* _Material provided_
==================================================

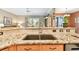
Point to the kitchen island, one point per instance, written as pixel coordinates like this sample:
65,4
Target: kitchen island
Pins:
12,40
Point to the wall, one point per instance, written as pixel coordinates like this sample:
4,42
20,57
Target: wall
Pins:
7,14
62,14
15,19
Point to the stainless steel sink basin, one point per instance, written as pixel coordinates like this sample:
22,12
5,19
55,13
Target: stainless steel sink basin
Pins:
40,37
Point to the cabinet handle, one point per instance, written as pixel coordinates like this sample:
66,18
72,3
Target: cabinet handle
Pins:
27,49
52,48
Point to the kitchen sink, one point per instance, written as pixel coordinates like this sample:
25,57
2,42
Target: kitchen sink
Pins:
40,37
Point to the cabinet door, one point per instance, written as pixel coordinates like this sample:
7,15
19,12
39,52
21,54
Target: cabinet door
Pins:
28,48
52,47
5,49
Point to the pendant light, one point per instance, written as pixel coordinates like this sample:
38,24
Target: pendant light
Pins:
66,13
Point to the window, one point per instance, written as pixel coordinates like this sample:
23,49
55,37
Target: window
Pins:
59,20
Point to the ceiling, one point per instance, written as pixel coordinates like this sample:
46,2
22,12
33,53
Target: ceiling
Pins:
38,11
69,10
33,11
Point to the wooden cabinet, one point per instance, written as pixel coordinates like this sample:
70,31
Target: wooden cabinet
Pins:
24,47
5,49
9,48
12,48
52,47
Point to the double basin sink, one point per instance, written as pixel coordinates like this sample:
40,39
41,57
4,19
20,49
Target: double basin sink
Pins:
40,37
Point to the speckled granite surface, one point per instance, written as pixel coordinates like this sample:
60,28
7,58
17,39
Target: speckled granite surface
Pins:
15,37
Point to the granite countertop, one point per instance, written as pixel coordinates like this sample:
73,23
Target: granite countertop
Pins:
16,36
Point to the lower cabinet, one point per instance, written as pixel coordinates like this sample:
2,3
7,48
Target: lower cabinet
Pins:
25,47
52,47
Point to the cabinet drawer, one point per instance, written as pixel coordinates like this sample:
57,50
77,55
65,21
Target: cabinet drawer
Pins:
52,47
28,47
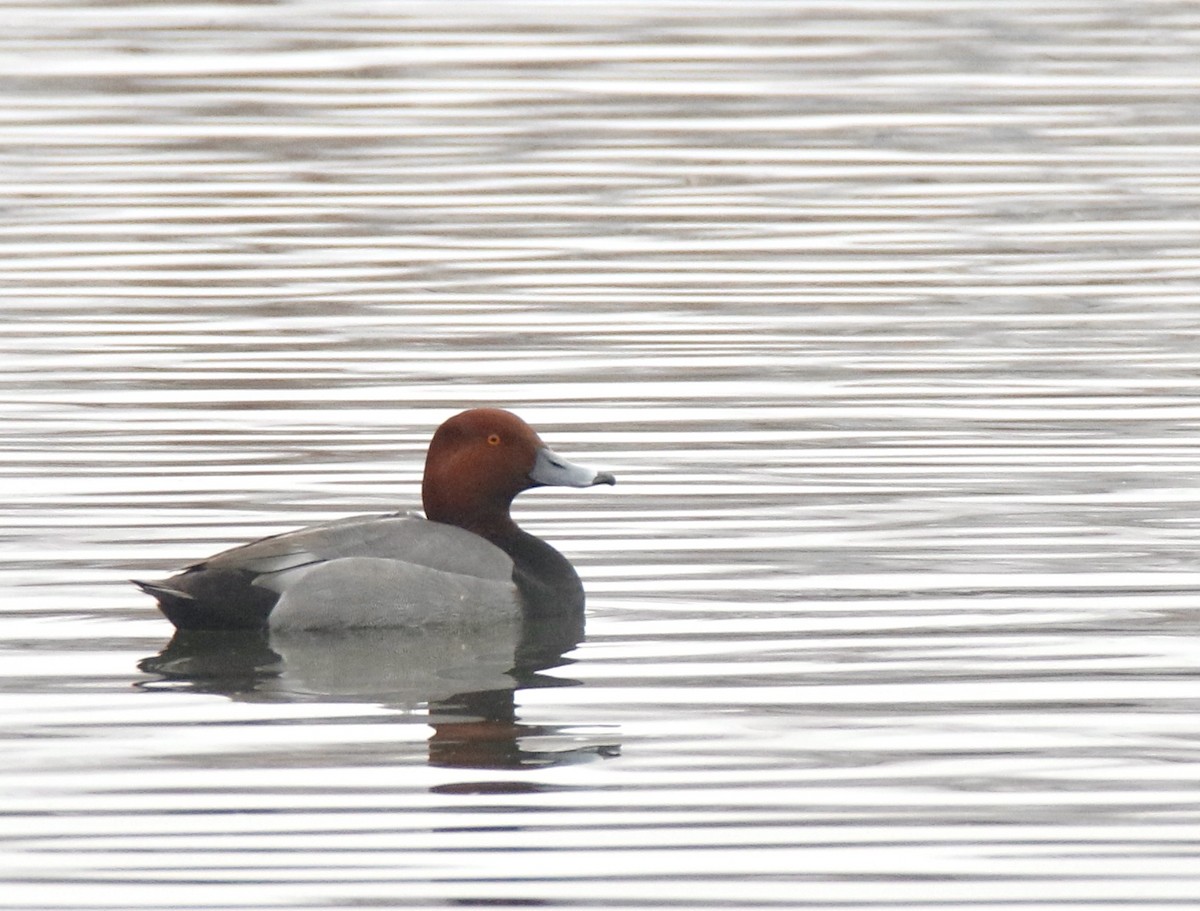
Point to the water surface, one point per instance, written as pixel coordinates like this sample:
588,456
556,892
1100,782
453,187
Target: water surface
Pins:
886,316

==================================================

* _Work to be completed_
Can you print every line of the items above word for word, leaving out the pictures?

* _Result of this exercise_
Point to the kitchen island, one point per instance, written as pixel coordinates like this sample:
65,4
Target: kitchen island
Pins:
12,40
Point to the wall, one point per instance, written as pixel coordinates like this sample:
4,42
20,57
Target: wall
Pins:
7,14
62,14
15,19
Point to the stainless steel sink basin, one point per instance, written as pixel coordinates like this sample:
22,12
5,19
55,13
Target: stainless steel sink basin
Pins:
40,37
Point to the cabinet handle, one point per instance, written as pixel coordinates like this sample:
66,18
72,3
Target: cabinet handle
Pins:
27,49
52,48
Point to the kitchen sink, one point per instance, written as pixel coordinates like this sample:
25,57
2,42
Target: kitchen sink
Pins:
40,37
Point to the cabinet door, one point per instance, written as pixel coordinates like this sample:
7,15
19,12
39,52
21,54
Target: cabinet door
Pins:
28,48
52,47
5,49
Point to the pendant light, one point per instance, written as pixel coordinates like this sample:
38,24
Target: pendant light
Pins:
66,13
Point to the window, one point per instance, written as pixel coordinates like this sample:
23,49
55,37
Target: window
Pins:
59,20
Point to the ceiling, one point per instance, written as pixel coordinates like this sample:
46,2
22,12
33,53
Target: ceiling
Pins:
38,11
69,10
33,11
Point to the wooden cabinet, one point per instance, written as pixel coordinates like this sample:
70,31
Target: wooden cabinet
Pins:
24,47
5,49
9,48
12,48
52,47
Point to the double basin sink, one point per instance, written as pixel coordinates like this sample:
40,39
41,57
4,19
20,49
Target: double basin sink
Pins:
40,37
Point to the speckled granite surface, one point per instance, written as pixel coordinates like this sample:
60,28
7,58
17,39
Target: speckled granite surface
Pins:
15,37
Point to the granite countertop, one point per instance, written as pixel coordinates like this sample:
73,23
Target: granite countertop
Pins:
16,36
Point to the lower cabinet, one point per instance, written as pixel coordinates like this sample:
2,3
7,48
Target: lower cabinet
Pins:
25,47
52,47
Point to the cabinet drawer, one point per instance, written as pixel coordinates like this sample:
57,50
77,55
65,21
Target: cabinet drawer
Pins:
52,47
28,47
Point to the water surface, one point per instance, written as pixel coordinates like this sample:
588,456
556,892
1100,782
453,187
Target: water surface
Pins:
886,316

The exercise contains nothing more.